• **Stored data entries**
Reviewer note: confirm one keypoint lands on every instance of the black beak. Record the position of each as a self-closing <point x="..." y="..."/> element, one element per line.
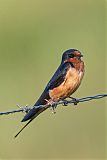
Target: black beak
<point x="81" y="55"/>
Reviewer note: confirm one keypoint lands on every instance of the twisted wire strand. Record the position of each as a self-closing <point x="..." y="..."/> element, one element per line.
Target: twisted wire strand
<point x="65" y="102"/>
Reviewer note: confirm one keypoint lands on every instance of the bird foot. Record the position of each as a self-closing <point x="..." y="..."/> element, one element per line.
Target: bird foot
<point x="25" y="109"/>
<point x="52" y="106"/>
<point x="65" y="102"/>
<point x="75" y="100"/>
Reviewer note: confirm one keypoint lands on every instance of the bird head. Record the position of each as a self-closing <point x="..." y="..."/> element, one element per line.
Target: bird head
<point x="71" y="55"/>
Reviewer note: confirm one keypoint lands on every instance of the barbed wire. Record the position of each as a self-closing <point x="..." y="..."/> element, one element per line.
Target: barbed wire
<point x="74" y="101"/>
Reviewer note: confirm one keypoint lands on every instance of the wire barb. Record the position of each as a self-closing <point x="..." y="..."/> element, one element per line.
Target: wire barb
<point x="27" y="109"/>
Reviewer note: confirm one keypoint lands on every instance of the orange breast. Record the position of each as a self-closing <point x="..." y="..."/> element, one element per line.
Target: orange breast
<point x="71" y="83"/>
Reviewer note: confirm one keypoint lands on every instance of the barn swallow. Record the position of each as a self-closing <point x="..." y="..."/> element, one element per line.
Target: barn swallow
<point x="64" y="83"/>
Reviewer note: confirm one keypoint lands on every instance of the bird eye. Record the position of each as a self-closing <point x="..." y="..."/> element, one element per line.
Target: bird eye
<point x="71" y="55"/>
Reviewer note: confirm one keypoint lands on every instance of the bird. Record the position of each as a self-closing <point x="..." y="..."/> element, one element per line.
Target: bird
<point x="62" y="85"/>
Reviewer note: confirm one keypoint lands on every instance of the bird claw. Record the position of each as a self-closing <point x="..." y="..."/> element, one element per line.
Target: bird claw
<point x="65" y="102"/>
<point x="75" y="100"/>
<point x="52" y="106"/>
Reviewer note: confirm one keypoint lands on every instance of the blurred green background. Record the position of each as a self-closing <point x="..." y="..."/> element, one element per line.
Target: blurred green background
<point x="33" y="35"/>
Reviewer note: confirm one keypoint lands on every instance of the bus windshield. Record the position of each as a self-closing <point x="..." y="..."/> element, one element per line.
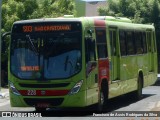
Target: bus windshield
<point x="46" y="55"/>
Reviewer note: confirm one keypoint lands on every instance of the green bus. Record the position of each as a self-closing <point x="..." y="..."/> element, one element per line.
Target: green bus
<point x="78" y="62"/>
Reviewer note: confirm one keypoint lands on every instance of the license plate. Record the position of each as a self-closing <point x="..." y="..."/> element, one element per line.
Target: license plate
<point x="43" y="105"/>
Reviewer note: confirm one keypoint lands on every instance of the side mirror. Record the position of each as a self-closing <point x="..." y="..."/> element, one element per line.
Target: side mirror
<point x="90" y="67"/>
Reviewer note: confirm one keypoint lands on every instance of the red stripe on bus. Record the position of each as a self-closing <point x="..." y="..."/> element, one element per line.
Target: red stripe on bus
<point x="44" y="92"/>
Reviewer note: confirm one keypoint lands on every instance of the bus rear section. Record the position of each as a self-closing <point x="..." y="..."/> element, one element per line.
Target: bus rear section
<point x="46" y="64"/>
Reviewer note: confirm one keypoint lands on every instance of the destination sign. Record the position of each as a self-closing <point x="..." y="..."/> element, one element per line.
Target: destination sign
<point x="46" y="28"/>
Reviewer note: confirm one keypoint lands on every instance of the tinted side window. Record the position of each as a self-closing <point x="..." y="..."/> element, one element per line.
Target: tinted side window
<point x="144" y="42"/>
<point x="101" y="42"/>
<point x="123" y="46"/>
<point x="138" y="43"/>
<point x="130" y="43"/>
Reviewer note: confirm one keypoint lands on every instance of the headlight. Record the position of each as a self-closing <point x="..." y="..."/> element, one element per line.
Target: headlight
<point x="76" y="88"/>
<point x="13" y="89"/>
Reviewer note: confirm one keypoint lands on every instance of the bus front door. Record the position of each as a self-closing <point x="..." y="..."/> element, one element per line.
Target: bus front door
<point x="115" y="61"/>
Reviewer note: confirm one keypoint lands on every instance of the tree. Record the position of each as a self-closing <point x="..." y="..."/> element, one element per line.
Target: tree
<point x="140" y="11"/>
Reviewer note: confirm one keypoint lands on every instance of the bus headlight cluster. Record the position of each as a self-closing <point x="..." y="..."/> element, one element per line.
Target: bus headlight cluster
<point x="13" y="89"/>
<point x="76" y="88"/>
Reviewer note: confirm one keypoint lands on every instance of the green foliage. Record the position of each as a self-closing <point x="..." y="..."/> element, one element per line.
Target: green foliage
<point x="140" y="11"/>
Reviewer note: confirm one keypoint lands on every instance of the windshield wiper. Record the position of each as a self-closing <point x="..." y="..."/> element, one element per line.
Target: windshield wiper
<point x="32" y="45"/>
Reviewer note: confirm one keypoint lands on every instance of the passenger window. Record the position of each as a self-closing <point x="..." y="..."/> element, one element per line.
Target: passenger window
<point x="138" y="43"/>
<point x="112" y="36"/>
<point x="101" y="43"/>
<point x="122" y="43"/>
<point x="130" y="43"/>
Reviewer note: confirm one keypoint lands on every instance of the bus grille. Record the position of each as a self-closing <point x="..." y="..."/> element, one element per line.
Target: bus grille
<point x="51" y="101"/>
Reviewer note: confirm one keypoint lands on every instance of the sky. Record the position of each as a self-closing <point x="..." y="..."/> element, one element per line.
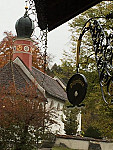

• **Instructions to follow**
Every entry above should be restated word for word, with the images left out.

• **Output**
Reviewer note: confirm one keypoint lands on every instance of the black beak. Record the position of each as a self-closing <point x="..." y="..."/> element, one element per line.
Target: black beak
<point x="81" y="55"/>
Reviewer note: confirm one keypoint lands on every instance of the twisted wire strand. Record the position of each as a self-closing <point x="..." y="..."/> element, one element per line.
Target: twisted wire strand
<point x="65" y="102"/>
Reviewer note: confirm one keypoint lands on every instance of the bird foot. Record the position of each as a self-closing <point x="..." y="..."/> element, one element per line.
Target: bird foot
<point x="25" y="109"/>
<point x="52" y="106"/>
<point x="65" y="102"/>
<point x="75" y="100"/>
Reviewer note: confirm one keypoint lands on every instance of the bird head. Record the position of each as a self-closing <point x="..." y="..."/> element, one element per line.
Target: bird head
<point x="71" y="55"/>
Reviewer note: confirm one keypoint lands on every instance of the barbed wire. Record the position of each as a self-closing <point x="..." y="..."/> element, one element per line.
Target: barbed wire
<point x="74" y="101"/>
Reviewer note: confirm one keypoint lands on every instance of the wire barb. Record the position of each as a self-closing <point x="..." y="..."/> element, one element per line.
Target: wire barb
<point x="27" y="109"/>
Reviewer note: confirm one keypoint lands on every instance of the orange breast. Record the position of each as a self-closing <point x="..." y="..."/> element, one element per line.
Target: orange breast
<point x="71" y="83"/>
Reviewer note: confirm one keypoint lands on every instance of the barn swallow. Record the position of each as a self-closing <point x="..." y="..."/> element, one element per line.
Target: barn swallow
<point x="64" y="83"/>
Reviewer note: confirm one keypoint lands on every instance of the bird eye. Record the position of each as a self-closing <point x="..." y="..."/> element, one element per line.
Target: bird eye
<point x="71" y="55"/>
Reviewer note: confirm one keypoint lands on every instance of the bird. Record the position of each as a self-closing <point x="..." y="..."/> element, one element per line.
Target: bird
<point x="62" y="85"/>
Reviewer note: confirm one keypoint lands on every instance of the bird claw. Record the position of each as a self-closing <point x="..." y="..."/> element, one element per line.
Target: bird claw
<point x="65" y="102"/>
<point x="75" y="100"/>
<point x="52" y="106"/>
Reviewer note: confirm one keypoint lands on every instance of the blurred green background. Record the position of each as a self-closing <point x="..." y="..."/> element, one element per line.
Target: blurred green background
<point x="33" y="35"/>
Reviewer note: confirm one keypoint lands on every instance of the bus windshield. Record the position of each as a self-closing <point x="..." y="..."/> element, one element per line.
Target: bus windshield
<point x="46" y="55"/>
Reviewer note: confirm one keypoint lands on every instance of the green bus. Record the position of each as a self-closing <point x="..." y="..."/> element, one element per line.
Target: green bus
<point x="78" y="62"/>
Reviewer note: confirm one keypoint lands on every instance of the license plate. Record the position of each as a self-closing <point x="..." y="..."/> element, one element per line.
Target: license plate
<point x="43" y="105"/>
Reviewer note: confirm one keypoint lands on every instance of the side mirror. Record the position of each as a self-closing <point x="..." y="..."/> element, one element per line.
Target: side mirror
<point x="90" y="67"/>
Reviewer note: confirm one keypoint lands on every instance of the red stripe on bus. Record the position of each as a self-closing <point x="..." y="..."/> element, one element per line.
Target: red stripe on bus
<point x="44" y="92"/>
Reviewer note: confirm one keypoint lands on every instance of the bus rear section. Record the position of each as a self-closing <point x="..." y="..."/> element, one element per line.
Target: bus rear section
<point x="46" y="64"/>
Reviewer note: confirm one keypoint lands on every instance of the destination sign. Record the position of each as a self-closing <point x="..." y="..."/> element, one element per line.
Target: destination sign
<point x="46" y="28"/>
Reviewer note: confirm one keypoint lands on every instance of the tinted side window. Record the position of each as a self-closing <point x="..." y="..."/> element, one element per line.
Target: tinted side window
<point x="144" y="42"/>
<point x="101" y="42"/>
<point x="123" y="46"/>
<point x="138" y="43"/>
<point x="130" y="43"/>
Reviewer note: confirm one keypoint lands on every instance of the headlight. Record the position of each as a self-closing <point x="..." y="..."/> element, one element per line.
Target: headlight
<point x="76" y="88"/>
<point x="13" y="89"/>
Reviewer note: confirm one keypoint lands on every instance of the bus front door. Record the position of each as a self-closing <point x="..." y="..."/> element, one element per line.
Target: bus front door
<point x="115" y="61"/>
Reviewer note: confirm one keypoint lands on every instance of the tree. Record the position of each as a self-closing <point x="..." y="..."/> element, one element per line.
Target: tree
<point x="140" y="11"/>
Reviewer note: confirm one keypoint lands on every instance of the bus headlight cluster. Record the position of each as a self-closing <point x="..." y="..."/> element, one element per line.
Target: bus headlight cluster
<point x="13" y="89"/>
<point x="76" y="88"/>
Reviewer note: confirm one keypoint lands on every instance of the green foliage. Record the position of each as a self-closing <point x="..." y="..."/> element, one element per line.
Target: green foliage
<point x="140" y="11"/>
Reviewer note: confirm one keypoint lands on every instance of the windshield wiper. Record the position of each as a self-closing <point x="..." y="..."/> element, one element per line.
Target: windshield wiper
<point x="32" y="45"/>
Reviewer note: confirm one keypoint lands on every instance of the passenger window. Record the position of each as a self-closing <point x="..." y="..."/> element, one element per line.
Target: passenger window
<point x="138" y="43"/>
<point x="112" y="36"/>
<point x="101" y="43"/>
<point x="122" y="43"/>
<point x="130" y="43"/>
Reviewer note: confirm one keypoint lands on every instance of the bus grille. Record the position of each as a self-closing <point x="..." y="..."/> element, one element per line.
Target: bus grille
<point x="51" y="101"/>
Reviewer note: confirm one keypoint lands on every instance of the sky. Record the position of each as a self-closing <point x="..." y="..."/> element, one element per line.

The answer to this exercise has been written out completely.